** Opening Passage provided block **

# using a snow blade on a GT 235



## groundpoundin (Aug 30, 2010)

Hi, 
We just picked up a 42" snow blade for our GT 235 and was wondering are chains and weights suggested or will just chains get the job done for clearing snow.


----------



## Rattosh51 (Sep 10, 2008)

Kind've depends on what surface you're plowing. Chains only will work fine usually if you're on dirt or gravel, but for paved drives, you'll probably want the weights too, as it'll help with tire slippage. You can just use the weights, so as not to mark up your driveway from the chains. I'd start with weights, and if it isn't enough, add chains. Another way to add weight is to add fluid to the tires, but that's another story...


----------



## groundpoundin (Aug 30, 2010)

*Chains and or weights for my GT 235*

Thank you for your tips. The surface would be gravel only but the snow there can get a bit heavy at times. So chains should do the trick and if i added the weights to a GT235 do you use wheel weights or those suit case type weights? And if you ad the suit case type weights is there another type of bracket i would need to order for my GT 235 in order to mount the weights/ Thanks a bunch for your time. 




Rattosh51 said:


> Kind've depends on what surface you're plowing. Chains only will work fine usually if you're on dirt or gravel, but for paved drives, you'll probably want the weights too, as it'll help with tire slippage. You can just use the weights, so as not to mark up your driveway from the chains. I'd start with weights, and if it isn't enough, add chains. Another way to add weight is to add fluid to the tires, but that's another story...

** Closing Passage provided block **

◆ Tasks
a) Answer these from the snow blade thread:
(i) What size is the snow blade bought for the GT 235?
(ii) What surface will be plowed, according to the follow-up post?
(iii) Apart from chains and weights, what other way to add weight does the reply mention?
b) Transcribe the snow blade thread word for word from "# using a snow" to "for clearing snow.".
The listing is separate from the snow blade thread.

** Opening Collected data block **

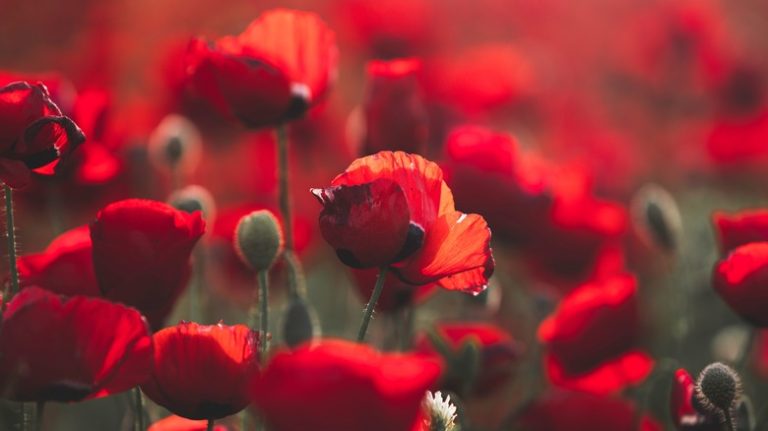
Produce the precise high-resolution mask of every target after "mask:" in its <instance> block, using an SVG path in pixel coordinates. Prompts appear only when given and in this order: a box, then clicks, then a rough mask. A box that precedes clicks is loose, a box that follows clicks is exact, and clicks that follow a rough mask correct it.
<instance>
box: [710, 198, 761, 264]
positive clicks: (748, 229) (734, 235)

** Closing Collected data block **

◆ Responses per task
a)
(i) 42 inches
(ii) Gravel only
(iii) Adding fluid to the tires

b)
# using a snow blade on a GT 235



## groundpoundin (Aug 30, 2010)

Hi, 
We just picked up a 42" snow blade for our GT 235 and was wondering are chains and weights suggested or will just chains get the job done for clearing snow.